WHAT TO PRODUCE => Exact copies of the records below are required.

--- START ---

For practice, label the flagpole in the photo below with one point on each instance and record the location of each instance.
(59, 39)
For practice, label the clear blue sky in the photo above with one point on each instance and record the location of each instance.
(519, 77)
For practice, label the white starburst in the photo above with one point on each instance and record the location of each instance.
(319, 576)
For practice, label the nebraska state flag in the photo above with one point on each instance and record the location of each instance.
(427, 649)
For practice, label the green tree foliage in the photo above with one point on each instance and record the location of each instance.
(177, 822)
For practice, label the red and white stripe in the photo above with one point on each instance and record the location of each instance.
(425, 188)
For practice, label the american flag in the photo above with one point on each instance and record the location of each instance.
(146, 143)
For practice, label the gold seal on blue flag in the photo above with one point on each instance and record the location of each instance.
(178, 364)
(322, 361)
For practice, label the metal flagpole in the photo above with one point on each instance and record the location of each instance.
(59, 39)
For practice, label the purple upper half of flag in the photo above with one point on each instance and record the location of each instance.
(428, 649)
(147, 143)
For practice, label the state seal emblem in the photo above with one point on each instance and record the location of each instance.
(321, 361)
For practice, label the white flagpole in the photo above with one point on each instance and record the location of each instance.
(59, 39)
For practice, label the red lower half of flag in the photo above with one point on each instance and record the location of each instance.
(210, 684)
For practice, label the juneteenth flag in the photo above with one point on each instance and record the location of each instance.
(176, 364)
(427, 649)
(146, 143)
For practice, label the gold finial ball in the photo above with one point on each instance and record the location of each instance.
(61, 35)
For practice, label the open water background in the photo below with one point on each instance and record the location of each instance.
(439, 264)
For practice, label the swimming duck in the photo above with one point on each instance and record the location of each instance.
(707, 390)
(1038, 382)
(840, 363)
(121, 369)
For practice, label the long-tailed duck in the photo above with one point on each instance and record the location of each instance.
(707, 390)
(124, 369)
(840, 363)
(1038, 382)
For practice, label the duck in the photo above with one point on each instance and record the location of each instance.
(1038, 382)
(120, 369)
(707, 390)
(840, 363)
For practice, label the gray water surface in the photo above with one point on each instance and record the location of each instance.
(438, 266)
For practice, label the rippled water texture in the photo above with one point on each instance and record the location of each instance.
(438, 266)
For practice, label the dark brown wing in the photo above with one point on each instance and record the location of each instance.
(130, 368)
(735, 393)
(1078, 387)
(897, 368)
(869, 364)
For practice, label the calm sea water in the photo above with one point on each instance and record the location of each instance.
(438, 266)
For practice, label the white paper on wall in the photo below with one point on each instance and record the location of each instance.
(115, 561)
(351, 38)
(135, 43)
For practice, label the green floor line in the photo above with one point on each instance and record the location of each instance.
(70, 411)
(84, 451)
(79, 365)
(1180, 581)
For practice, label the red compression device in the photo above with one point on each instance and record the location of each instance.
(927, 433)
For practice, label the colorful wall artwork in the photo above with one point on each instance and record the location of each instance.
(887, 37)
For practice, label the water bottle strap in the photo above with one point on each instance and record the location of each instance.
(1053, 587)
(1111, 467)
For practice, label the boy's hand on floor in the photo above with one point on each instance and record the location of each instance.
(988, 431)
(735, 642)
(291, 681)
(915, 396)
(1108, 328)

--- END ---

RESULT =>
For practice, label the flagpole in the photo below with one point on each instance and record the location of each instance.
(59, 39)
For practice, label the clear blue sky in the photo above with one point on each instance and record the location of each instance.
(519, 77)
For practice, label the white starburst in the photo above with one point on each instance and record the location of each instance.
(319, 576)
For practice, label the nebraska state flag in the photo above with one point on each instance and record the location of each instance.
(427, 649)
For practice, label the green tree foliage in the photo above with one point on each instance and record the location of each instance.
(177, 822)
For practice, label the red and white stripe in the photo above with one point on each instance and record the location of each instance.
(425, 188)
For practice, label the american flag in the photo above with one point on each instance and record the location of each instance.
(146, 143)
For practice, label the gold seal on blue flag in the photo above with one point on each instance and record the location of each instance.
(178, 364)
(322, 361)
For practice, label the metal flagpole in the photo above with one point on each instance and record the location of each instance.
(59, 39)
For practice, label the purple upper half of flag in the photo above with one point on each instance and record the location of each instance.
(428, 649)
(147, 143)
For practice, label the state seal emblem in the photo above with one point on each instance and record the location of each instance.
(321, 361)
For practice, label the white flagpole in the photo above with one point on each instance and record the location of each instance.
(59, 39)
For practice, label the red lower half of flag in the photo above with one point on each instance and record the location of each instance.
(210, 684)
For practice, label the juneteenth flag in the photo above with one point on each instance and record the location of each instance.
(176, 364)
(427, 649)
(146, 143)
For practice, label the gold finial ball in the photo above with one point on each instance and record the location of each instance.
(61, 35)
For practice, label the open water background in the photo below with one point on each instance and record the location of each instance.
(439, 264)
For practice, label the swimming duck in the photo above with one point on each instance and record the location of each instance.
(707, 390)
(1038, 382)
(840, 363)
(121, 369)
For practice, label the long-tailed duck in the photo above with one point on each instance and record the location of each instance.
(707, 390)
(124, 369)
(840, 363)
(1038, 382)
For practice, label the duck in the photo above with one point on each instance and record the location of each instance.
(1038, 382)
(120, 369)
(707, 390)
(840, 363)
For practice, label the gray water surface in the photo above with one point on each instance and record the location of each instance.
(438, 266)
For practice, label the rippled water texture in the photo above with one point on each instance and record the location of each instance.
(438, 266)
For practice, label the dark brown wing in the photo above with one point on each instance and record the location of each instance.
(130, 368)
(735, 393)
(1078, 387)
(897, 368)
(869, 364)
For practice, label the calm sea water in the photo above with one point on each instance and record the location of each instance.
(438, 266)
For practice, label the white paper on wall in the photo below with one point on each instance and record the location of each instance.
(115, 561)
(351, 38)
(135, 43)
For practice, label the green floor line in the photo above with one point on each instance and record the location of each instance.
(70, 411)
(84, 451)
(79, 365)
(1180, 581)
For practice, label the red compression device in the photo above with one point on each instance and record the location of each instance.
(927, 433)
For practice, label the colorful wall artwork in the photo above with one point on each instance and record the location of each instance.
(887, 37)
For practice, label the water bottle strap in the photo above with one point on each instance and record the location of each instance.
(1053, 587)
(1111, 467)
For practice, label the boy's hand on floor in the photo above with one point on each instance and record the location of each instance.
(988, 431)
(735, 642)
(291, 681)
(915, 396)
(1108, 328)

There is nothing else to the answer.